The request: Please return, word for word, everything in the Zope shutdown post below from "I've had a strange" down to "possible method: tpc_finish.".
___ Excerpt ___
[Zope-dev] Dangerous shutdown procedure behaviour

9 Jul 2008

      Hi.

I think I discovered a dangerous code behaviour at zope shutdown.

I've had a strange problem on a site where persistent objects are created from 
data inserted in an SQL table. Upon object creation, SQL table is updated to 
mark the line as imported.
Such import got triggered just before a shutdown. After restart and another 
import, documents were created twice.

What I believe happened (but I could not find any hard evidence of it) is that 
Zope blindly exited while the working thread was runing, and in the worst 
possible method: tpc_finish.
ZODB was already commited, but mysql was not. So mysql did a rollback on 
changes, and the lines were in a "ready to import" state. And imported again 
at next import attemp.

Reading shutdown code, I discovered 2 distinct timeout mechanism (note: having 
just one is enough to trigger the problem):
 - Lifetime.py: iterating through asyncore sockets, it alerts
   servers that it will shut down soon. If they take the veto for too long,
   the veto is ignored and shutdown continues.
   Default timeout is 20 seconds, meaning there is at most one minute from the
   first shutdown notice to the effective process exit (taking all runing
   threads down).
___ Records provided ___
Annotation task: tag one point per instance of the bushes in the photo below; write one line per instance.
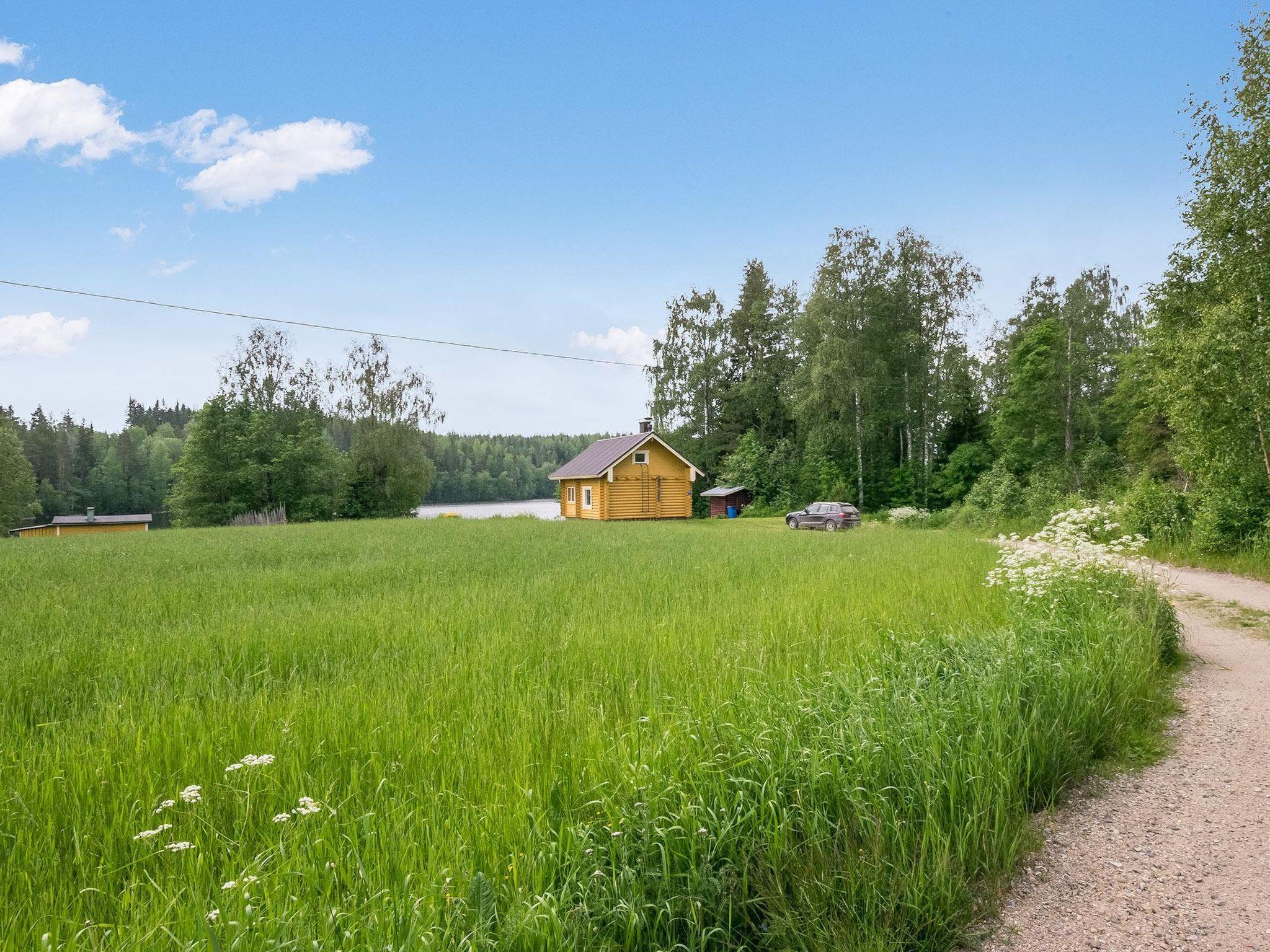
(908, 516)
(1156, 509)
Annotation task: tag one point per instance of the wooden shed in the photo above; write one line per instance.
(628, 478)
(722, 498)
(86, 524)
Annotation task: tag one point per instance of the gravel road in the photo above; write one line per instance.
(1179, 855)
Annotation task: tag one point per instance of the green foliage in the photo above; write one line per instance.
(493, 469)
(306, 472)
(997, 494)
(1212, 334)
(1228, 519)
(1155, 509)
(17, 479)
(846, 767)
(961, 471)
(388, 471)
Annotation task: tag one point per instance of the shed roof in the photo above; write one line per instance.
(596, 459)
(723, 490)
(86, 521)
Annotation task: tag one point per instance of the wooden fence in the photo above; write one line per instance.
(265, 517)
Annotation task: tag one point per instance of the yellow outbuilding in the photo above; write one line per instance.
(84, 524)
(628, 478)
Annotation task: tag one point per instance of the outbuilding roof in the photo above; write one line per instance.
(86, 521)
(723, 490)
(601, 455)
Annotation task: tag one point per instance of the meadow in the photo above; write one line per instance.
(525, 735)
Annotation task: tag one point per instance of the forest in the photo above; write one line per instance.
(864, 387)
(866, 390)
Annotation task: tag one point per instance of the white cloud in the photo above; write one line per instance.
(164, 270)
(252, 167)
(12, 54)
(126, 234)
(66, 115)
(631, 345)
(244, 167)
(40, 334)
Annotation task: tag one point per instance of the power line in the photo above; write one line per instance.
(323, 327)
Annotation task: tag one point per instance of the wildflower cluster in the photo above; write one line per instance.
(308, 805)
(908, 516)
(251, 760)
(1077, 545)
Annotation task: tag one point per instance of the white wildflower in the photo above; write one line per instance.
(155, 832)
(1075, 545)
(308, 805)
(908, 516)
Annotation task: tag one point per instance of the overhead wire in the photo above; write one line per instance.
(324, 327)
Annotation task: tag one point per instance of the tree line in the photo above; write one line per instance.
(865, 389)
(349, 441)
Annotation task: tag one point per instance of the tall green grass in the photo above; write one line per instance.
(539, 735)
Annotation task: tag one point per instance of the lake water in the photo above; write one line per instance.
(541, 508)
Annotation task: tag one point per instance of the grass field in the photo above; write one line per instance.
(528, 735)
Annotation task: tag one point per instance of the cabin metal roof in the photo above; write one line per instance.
(601, 455)
(86, 521)
(723, 490)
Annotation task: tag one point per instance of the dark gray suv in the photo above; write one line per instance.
(830, 517)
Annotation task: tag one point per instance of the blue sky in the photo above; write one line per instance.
(518, 174)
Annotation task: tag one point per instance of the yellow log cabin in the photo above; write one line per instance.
(84, 524)
(626, 478)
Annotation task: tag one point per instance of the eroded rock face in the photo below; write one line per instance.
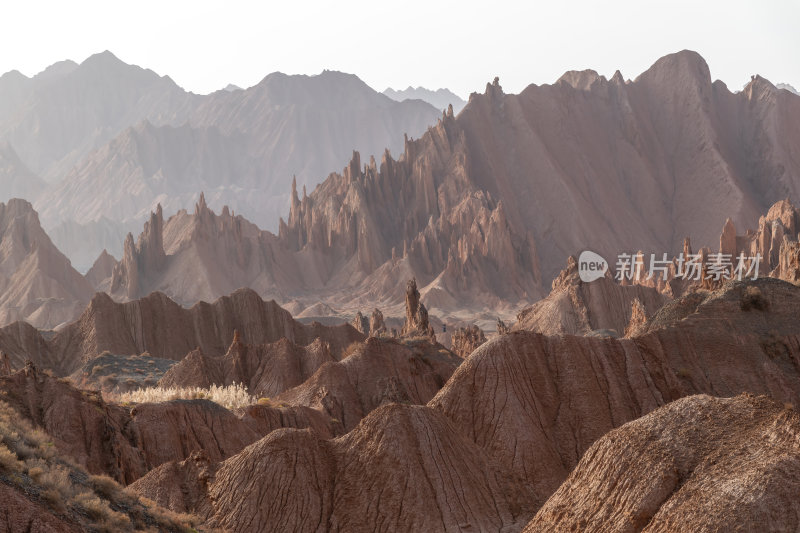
(377, 326)
(293, 480)
(37, 282)
(266, 370)
(510, 395)
(5, 364)
(466, 340)
(574, 307)
(164, 329)
(379, 372)
(125, 443)
(697, 464)
(416, 323)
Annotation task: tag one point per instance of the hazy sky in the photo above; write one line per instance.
(204, 46)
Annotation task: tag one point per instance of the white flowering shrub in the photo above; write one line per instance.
(230, 396)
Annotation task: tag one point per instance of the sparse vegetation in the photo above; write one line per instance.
(231, 397)
(753, 298)
(353, 348)
(29, 463)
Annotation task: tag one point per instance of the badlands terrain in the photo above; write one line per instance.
(410, 347)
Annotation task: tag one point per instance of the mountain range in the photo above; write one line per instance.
(481, 209)
(95, 146)
(440, 98)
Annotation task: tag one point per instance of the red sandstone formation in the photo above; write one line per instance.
(577, 308)
(697, 464)
(465, 340)
(536, 403)
(403, 468)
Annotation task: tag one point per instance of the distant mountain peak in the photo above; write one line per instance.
(439, 98)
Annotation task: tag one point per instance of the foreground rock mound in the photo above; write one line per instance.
(574, 307)
(378, 371)
(403, 468)
(126, 442)
(697, 464)
(266, 369)
(538, 403)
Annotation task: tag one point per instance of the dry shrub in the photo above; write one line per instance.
(231, 397)
(8, 460)
(352, 349)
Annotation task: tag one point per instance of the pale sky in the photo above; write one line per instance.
(204, 45)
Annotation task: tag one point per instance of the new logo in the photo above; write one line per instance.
(591, 266)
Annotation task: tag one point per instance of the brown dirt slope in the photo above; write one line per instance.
(538, 403)
(403, 468)
(379, 371)
(125, 443)
(159, 326)
(697, 464)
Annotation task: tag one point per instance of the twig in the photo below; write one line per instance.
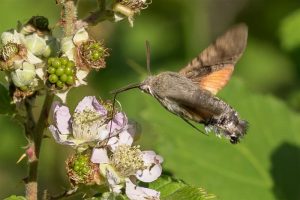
(69, 17)
(33, 158)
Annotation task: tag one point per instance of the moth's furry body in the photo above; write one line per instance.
(184, 98)
(190, 93)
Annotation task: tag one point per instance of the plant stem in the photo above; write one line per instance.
(38, 132)
(69, 17)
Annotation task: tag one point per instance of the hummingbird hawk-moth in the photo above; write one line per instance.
(190, 93)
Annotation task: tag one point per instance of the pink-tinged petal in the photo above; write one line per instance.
(80, 77)
(150, 174)
(91, 103)
(40, 73)
(113, 143)
(134, 192)
(150, 157)
(99, 156)
(125, 138)
(63, 95)
(62, 118)
(119, 121)
(59, 138)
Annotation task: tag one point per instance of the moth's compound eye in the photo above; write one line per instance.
(146, 88)
(234, 139)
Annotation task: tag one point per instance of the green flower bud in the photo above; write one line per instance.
(36, 44)
(81, 170)
(24, 75)
(92, 54)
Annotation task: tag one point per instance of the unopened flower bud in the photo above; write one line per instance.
(81, 170)
(91, 54)
(24, 75)
(10, 53)
(35, 44)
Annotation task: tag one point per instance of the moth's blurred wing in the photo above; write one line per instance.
(212, 69)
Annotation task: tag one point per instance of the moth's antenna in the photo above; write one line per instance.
(127, 87)
(148, 56)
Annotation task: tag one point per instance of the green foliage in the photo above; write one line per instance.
(265, 68)
(231, 171)
(5, 101)
(14, 197)
(289, 31)
(175, 189)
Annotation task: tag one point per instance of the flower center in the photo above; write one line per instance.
(86, 125)
(9, 50)
(127, 160)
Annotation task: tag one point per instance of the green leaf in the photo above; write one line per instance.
(14, 197)
(265, 165)
(289, 31)
(5, 101)
(171, 188)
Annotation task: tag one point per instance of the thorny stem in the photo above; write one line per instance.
(36, 131)
(69, 17)
(37, 134)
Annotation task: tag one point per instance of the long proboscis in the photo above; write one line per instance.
(127, 87)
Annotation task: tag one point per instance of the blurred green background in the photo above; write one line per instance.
(264, 89)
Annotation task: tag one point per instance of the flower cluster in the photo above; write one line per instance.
(27, 53)
(104, 135)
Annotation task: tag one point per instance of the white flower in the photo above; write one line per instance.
(134, 192)
(89, 123)
(129, 162)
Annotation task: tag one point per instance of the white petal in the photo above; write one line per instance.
(40, 73)
(125, 138)
(134, 192)
(90, 103)
(150, 157)
(62, 118)
(35, 44)
(103, 132)
(63, 95)
(99, 156)
(111, 175)
(113, 143)
(149, 174)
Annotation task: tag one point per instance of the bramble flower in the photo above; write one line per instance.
(90, 123)
(125, 163)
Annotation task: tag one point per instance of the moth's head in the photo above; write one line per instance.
(146, 85)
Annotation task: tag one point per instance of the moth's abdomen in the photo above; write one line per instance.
(230, 125)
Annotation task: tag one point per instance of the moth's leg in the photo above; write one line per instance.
(192, 125)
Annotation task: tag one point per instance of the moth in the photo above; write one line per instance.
(190, 93)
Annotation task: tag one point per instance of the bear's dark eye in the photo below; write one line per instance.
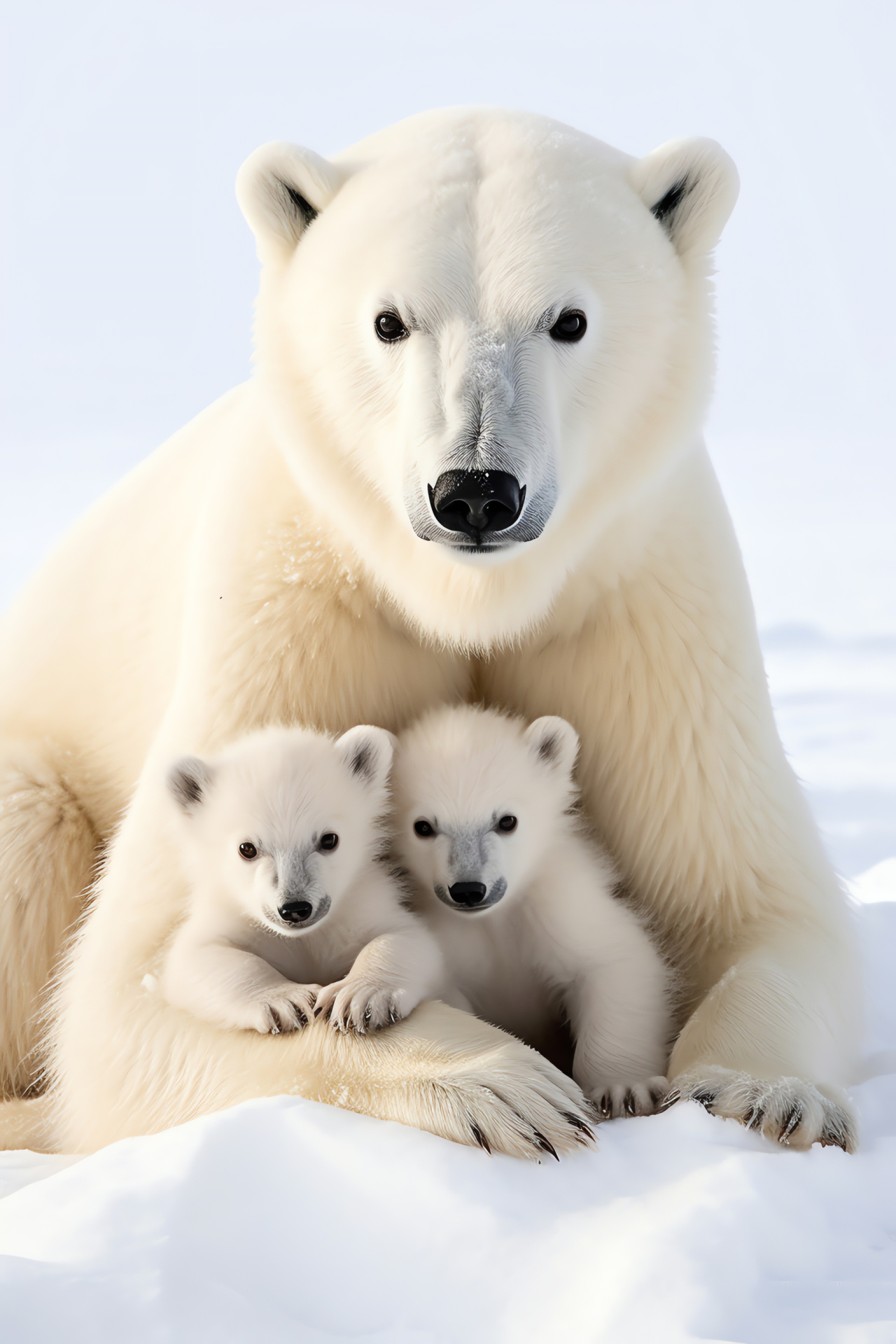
(570, 326)
(390, 327)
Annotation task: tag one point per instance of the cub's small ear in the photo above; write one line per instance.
(188, 781)
(554, 742)
(281, 188)
(368, 753)
(690, 187)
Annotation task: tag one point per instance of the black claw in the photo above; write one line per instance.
(834, 1133)
(793, 1121)
(480, 1138)
(578, 1124)
(755, 1119)
(545, 1144)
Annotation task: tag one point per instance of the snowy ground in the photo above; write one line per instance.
(290, 1221)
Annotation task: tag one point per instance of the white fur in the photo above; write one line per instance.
(550, 939)
(264, 568)
(356, 955)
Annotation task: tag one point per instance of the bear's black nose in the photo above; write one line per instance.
(295, 911)
(468, 892)
(477, 503)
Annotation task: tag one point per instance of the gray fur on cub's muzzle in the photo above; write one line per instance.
(301, 901)
(470, 886)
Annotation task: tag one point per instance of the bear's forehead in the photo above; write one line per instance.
(488, 202)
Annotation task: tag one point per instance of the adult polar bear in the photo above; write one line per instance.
(469, 467)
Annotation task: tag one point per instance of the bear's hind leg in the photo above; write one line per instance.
(774, 1042)
(48, 854)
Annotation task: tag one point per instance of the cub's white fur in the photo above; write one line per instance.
(290, 913)
(523, 905)
(279, 562)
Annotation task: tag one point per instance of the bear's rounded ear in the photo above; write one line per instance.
(554, 742)
(281, 188)
(690, 187)
(368, 753)
(188, 781)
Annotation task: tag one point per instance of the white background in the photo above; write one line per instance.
(128, 273)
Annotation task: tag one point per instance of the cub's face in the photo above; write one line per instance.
(282, 824)
(479, 803)
(480, 334)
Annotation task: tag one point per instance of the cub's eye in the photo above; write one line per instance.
(390, 327)
(570, 326)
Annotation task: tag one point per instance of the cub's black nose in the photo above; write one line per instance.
(296, 911)
(477, 503)
(468, 892)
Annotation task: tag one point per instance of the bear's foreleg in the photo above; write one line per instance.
(127, 1062)
(48, 855)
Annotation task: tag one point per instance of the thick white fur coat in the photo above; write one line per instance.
(277, 561)
(526, 911)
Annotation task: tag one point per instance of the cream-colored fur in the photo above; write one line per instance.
(290, 914)
(264, 566)
(524, 909)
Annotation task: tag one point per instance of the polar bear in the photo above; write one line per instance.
(469, 467)
(290, 911)
(524, 909)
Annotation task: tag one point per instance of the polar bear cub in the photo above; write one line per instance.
(292, 913)
(523, 905)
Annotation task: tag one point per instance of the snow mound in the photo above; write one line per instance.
(285, 1219)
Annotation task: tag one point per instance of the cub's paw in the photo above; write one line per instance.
(285, 1009)
(788, 1110)
(363, 1006)
(647, 1097)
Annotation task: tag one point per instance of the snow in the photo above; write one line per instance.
(286, 1219)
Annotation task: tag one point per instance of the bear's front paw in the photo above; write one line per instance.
(363, 1006)
(788, 1110)
(284, 1009)
(640, 1098)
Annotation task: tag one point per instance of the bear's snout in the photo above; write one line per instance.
(468, 892)
(295, 911)
(477, 503)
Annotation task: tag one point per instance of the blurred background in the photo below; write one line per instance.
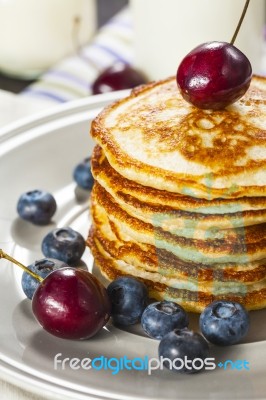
(105, 9)
(55, 51)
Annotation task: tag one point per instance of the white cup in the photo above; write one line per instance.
(35, 34)
(166, 30)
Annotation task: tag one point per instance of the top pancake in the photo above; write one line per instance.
(157, 139)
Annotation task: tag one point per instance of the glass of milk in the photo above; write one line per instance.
(35, 34)
(166, 30)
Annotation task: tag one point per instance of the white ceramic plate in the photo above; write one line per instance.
(41, 153)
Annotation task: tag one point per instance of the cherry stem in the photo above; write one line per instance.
(240, 22)
(9, 258)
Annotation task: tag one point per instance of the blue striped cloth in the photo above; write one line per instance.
(72, 77)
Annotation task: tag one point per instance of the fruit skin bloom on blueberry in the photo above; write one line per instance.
(129, 298)
(224, 322)
(160, 318)
(36, 206)
(64, 244)
(186, 345)
(42, 268)
(82, 174)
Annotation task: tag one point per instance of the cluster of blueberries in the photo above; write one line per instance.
(222, 322)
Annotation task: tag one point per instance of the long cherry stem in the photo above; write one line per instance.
(240, 22)
(14, 261)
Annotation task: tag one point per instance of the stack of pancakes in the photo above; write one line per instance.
(179, 199)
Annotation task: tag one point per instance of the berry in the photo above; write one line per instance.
(71, 304)
(118, 77)
(64, 244)
(42, 268)
(188, 347)
(82, 174)
(214, 75)
(36, 206)
(129, 298)
(160, 318)
(224, 322)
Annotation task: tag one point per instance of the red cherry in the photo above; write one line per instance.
(118, 77)
(214, 75)
(71, 304)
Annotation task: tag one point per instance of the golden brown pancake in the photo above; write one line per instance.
(155, 138)
(159, 260)
(179, 196)
(240, 245)
(180, 212)
(191, 300)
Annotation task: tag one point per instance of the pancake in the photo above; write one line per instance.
(158, 260)
(194, 214)
(179, 196)
(253, 297)
(114, 182)
(242, 245)
(155, 138)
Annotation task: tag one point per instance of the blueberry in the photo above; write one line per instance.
(224, 322)
(64, 244)
(82, 174)
(41, 267)
(160, 318)
(129, 298)
(186, 350)
(36, 206)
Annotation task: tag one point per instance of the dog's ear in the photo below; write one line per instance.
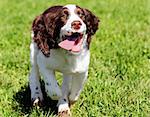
(91, 22)
(45, 30)
(51, 17)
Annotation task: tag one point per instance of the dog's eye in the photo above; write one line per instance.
(79, 14)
___
Exercise output:
I've had a strange problem on a site where persistent objects are created from 
data inserted in an SQL table. Upon object creation, SQL table is updated to 
mark the line as imported.
Such import got triggered just before a shutdown. After restart and another 
import, documents were created twice.

What I believe happened (but I could not find any hard evidence of it) is that 
Zope blindly exited while the working thread was runing, and in the worst 
possible method: tpc_finish.